● Stated goal
Pick out every line in the listing below that contains the string "windshield", and copy each of those lines. Case counts.
-- begin --
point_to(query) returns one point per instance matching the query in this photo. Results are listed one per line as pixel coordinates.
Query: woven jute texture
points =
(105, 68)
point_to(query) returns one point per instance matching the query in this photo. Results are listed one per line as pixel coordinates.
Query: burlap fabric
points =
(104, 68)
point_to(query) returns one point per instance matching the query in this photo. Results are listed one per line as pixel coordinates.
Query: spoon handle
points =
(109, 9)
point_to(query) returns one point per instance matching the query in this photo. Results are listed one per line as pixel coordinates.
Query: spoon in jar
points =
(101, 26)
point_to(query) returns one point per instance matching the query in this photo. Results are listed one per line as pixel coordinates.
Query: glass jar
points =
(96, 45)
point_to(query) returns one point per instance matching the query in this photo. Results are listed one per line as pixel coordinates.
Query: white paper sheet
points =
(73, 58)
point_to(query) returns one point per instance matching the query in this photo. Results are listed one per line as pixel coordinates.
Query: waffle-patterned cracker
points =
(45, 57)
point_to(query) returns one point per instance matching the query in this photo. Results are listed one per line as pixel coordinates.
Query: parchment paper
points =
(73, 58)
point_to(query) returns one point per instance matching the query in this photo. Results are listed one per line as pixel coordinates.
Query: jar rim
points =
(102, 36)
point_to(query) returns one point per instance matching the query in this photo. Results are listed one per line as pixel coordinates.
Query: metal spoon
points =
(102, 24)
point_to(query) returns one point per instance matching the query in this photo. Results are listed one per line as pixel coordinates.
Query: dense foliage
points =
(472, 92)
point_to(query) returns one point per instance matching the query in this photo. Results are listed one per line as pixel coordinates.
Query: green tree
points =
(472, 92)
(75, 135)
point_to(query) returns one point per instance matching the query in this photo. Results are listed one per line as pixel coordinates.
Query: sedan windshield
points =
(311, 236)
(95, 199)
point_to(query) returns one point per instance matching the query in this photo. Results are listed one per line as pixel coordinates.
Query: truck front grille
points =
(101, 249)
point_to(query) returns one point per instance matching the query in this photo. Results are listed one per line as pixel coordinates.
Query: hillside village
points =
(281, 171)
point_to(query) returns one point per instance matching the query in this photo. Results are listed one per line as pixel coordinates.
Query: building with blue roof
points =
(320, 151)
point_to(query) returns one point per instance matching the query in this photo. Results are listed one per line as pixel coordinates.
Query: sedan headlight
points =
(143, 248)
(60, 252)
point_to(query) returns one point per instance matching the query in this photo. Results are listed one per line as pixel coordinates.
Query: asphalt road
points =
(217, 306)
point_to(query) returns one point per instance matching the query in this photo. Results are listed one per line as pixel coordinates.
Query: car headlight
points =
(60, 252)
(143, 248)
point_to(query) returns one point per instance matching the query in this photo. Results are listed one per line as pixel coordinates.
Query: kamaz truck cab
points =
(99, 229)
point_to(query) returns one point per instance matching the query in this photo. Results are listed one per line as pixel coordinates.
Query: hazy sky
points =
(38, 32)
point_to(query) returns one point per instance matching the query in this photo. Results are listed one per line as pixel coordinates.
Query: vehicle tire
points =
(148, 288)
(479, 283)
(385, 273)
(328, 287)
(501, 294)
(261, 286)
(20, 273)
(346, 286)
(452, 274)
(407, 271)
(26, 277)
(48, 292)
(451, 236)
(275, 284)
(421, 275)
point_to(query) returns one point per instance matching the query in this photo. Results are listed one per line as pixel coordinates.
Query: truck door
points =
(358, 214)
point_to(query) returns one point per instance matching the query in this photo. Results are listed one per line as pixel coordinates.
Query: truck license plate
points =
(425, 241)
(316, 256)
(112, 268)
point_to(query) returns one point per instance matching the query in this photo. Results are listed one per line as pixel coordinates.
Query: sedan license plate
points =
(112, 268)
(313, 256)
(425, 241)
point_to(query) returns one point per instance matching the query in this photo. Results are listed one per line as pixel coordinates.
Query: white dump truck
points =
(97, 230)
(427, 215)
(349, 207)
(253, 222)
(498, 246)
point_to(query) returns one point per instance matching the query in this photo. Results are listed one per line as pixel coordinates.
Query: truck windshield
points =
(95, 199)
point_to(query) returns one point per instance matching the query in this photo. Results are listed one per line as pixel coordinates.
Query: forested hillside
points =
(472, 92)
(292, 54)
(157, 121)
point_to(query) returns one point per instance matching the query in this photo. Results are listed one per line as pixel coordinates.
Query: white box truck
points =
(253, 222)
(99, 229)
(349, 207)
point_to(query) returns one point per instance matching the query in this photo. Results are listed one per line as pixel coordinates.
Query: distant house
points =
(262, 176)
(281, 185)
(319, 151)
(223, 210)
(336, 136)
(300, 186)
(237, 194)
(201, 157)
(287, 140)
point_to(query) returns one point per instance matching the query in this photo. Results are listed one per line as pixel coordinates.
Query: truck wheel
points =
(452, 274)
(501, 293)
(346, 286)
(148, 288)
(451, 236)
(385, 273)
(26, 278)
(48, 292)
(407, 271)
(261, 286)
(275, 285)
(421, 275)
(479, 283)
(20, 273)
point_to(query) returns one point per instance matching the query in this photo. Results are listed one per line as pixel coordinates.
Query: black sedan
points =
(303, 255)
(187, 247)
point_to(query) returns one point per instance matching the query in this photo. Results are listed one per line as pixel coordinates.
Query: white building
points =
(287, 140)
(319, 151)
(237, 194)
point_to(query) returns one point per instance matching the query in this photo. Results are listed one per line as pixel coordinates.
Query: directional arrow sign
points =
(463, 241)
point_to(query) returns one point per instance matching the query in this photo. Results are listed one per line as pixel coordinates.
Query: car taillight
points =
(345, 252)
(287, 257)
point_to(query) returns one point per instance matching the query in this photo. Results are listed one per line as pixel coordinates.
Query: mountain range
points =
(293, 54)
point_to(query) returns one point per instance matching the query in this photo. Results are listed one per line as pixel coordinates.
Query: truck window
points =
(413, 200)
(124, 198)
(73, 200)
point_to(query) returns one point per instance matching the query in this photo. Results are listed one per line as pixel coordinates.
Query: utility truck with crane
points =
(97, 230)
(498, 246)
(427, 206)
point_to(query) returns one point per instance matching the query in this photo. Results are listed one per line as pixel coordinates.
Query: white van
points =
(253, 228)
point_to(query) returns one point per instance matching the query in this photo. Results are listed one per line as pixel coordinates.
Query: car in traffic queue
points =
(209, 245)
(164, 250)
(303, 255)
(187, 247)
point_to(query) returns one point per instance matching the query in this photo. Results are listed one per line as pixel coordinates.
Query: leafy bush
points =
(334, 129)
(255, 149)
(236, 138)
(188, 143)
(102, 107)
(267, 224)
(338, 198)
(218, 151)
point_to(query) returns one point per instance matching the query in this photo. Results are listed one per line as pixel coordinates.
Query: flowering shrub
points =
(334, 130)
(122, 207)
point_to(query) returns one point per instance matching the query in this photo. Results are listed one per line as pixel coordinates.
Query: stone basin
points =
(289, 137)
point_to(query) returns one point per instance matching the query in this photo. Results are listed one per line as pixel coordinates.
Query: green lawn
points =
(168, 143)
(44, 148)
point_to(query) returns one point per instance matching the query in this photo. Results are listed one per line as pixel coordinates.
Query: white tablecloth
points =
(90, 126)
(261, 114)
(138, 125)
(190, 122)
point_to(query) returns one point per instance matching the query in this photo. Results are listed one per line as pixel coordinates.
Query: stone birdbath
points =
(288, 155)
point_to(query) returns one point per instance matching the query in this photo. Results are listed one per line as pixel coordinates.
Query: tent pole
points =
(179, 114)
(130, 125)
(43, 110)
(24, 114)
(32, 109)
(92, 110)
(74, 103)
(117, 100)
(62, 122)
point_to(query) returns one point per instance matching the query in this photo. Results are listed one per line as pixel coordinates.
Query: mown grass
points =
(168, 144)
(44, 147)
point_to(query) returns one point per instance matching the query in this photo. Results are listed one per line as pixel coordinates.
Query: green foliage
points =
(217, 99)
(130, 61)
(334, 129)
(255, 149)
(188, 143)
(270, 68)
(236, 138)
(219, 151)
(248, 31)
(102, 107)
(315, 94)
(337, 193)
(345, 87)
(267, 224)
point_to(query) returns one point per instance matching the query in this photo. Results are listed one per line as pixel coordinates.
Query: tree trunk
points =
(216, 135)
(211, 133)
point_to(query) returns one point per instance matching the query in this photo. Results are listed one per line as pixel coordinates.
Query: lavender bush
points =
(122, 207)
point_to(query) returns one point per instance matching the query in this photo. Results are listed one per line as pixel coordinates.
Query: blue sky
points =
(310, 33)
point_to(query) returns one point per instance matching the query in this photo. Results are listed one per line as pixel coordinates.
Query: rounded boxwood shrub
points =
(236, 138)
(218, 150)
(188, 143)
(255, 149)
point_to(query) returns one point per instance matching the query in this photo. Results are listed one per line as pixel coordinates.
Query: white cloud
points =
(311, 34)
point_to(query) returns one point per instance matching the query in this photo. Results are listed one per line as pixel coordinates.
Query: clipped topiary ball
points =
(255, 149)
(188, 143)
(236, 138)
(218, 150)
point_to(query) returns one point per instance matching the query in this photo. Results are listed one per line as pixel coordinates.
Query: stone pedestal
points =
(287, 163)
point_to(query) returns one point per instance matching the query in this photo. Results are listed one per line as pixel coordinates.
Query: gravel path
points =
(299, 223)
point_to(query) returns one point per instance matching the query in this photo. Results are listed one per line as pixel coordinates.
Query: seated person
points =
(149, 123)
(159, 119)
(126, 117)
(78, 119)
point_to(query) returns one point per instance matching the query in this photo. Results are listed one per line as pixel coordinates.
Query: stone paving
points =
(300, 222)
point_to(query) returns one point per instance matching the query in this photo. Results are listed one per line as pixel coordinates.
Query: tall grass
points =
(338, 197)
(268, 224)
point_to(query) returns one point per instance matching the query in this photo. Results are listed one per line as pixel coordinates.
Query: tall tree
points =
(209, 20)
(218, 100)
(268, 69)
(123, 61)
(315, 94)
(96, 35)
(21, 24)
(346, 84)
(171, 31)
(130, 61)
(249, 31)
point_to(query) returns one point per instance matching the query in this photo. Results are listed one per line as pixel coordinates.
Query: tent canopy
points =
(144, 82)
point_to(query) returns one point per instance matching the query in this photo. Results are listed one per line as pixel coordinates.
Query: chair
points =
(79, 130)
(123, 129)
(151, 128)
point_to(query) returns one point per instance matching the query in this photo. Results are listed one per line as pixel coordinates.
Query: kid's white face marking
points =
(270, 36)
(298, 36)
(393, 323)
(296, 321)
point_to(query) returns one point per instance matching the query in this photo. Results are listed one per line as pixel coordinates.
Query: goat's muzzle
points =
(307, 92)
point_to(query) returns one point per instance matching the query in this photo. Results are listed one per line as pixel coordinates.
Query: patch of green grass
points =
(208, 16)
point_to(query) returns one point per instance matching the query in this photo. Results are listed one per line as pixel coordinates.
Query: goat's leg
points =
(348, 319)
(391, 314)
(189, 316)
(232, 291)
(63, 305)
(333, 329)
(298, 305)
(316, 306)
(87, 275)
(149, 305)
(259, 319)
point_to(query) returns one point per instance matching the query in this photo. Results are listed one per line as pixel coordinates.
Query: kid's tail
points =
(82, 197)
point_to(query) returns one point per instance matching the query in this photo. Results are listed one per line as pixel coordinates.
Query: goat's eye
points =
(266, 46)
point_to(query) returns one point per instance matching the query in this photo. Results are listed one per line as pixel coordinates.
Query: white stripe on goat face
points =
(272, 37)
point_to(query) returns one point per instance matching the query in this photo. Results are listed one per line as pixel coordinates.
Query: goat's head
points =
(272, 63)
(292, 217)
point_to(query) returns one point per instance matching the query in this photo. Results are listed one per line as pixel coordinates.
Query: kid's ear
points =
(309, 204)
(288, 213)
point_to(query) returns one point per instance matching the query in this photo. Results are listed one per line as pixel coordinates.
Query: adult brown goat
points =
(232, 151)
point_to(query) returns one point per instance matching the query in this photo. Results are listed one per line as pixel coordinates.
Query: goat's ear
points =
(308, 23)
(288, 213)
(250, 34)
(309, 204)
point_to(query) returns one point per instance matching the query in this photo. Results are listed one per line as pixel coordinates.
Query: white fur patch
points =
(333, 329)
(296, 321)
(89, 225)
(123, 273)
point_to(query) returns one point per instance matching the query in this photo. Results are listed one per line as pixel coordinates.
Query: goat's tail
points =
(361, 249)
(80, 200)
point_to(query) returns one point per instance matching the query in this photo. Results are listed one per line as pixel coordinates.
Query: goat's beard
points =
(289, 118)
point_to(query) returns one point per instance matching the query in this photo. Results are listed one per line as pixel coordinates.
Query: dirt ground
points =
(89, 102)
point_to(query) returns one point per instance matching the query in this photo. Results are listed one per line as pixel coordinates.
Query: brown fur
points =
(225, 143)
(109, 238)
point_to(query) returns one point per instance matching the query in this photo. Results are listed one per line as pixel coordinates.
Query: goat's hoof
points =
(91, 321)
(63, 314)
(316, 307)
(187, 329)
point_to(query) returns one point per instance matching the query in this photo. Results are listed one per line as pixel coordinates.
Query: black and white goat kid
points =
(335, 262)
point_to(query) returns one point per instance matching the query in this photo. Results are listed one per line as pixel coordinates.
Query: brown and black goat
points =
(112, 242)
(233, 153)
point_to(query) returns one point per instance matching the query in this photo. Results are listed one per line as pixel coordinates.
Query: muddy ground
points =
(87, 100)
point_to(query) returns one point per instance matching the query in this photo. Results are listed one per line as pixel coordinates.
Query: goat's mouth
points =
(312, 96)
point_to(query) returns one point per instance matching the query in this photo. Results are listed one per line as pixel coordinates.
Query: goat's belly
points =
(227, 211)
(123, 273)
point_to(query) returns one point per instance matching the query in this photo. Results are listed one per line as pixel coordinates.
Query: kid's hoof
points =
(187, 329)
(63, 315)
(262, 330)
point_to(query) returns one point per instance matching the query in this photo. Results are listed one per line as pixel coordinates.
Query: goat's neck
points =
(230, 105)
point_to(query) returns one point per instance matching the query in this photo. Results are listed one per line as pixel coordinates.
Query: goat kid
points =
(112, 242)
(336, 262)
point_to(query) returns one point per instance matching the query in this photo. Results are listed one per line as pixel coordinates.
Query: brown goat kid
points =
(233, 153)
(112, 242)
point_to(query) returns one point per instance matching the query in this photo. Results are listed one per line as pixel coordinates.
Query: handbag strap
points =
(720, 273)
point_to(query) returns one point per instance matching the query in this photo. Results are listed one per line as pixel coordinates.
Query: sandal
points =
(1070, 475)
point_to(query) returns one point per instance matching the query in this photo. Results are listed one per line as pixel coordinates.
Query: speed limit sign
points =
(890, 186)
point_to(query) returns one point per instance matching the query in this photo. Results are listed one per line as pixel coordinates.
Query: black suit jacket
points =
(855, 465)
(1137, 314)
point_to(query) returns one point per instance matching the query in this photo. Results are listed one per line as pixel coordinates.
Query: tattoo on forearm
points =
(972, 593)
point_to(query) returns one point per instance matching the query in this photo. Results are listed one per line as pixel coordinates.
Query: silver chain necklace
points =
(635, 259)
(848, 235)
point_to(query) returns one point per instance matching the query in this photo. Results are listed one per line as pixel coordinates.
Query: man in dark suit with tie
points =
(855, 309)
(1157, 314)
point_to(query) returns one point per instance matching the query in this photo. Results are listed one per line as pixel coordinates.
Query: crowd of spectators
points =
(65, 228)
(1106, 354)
-- end --
● Output of the exercise
Query: sedan windshield
Query: truck windshield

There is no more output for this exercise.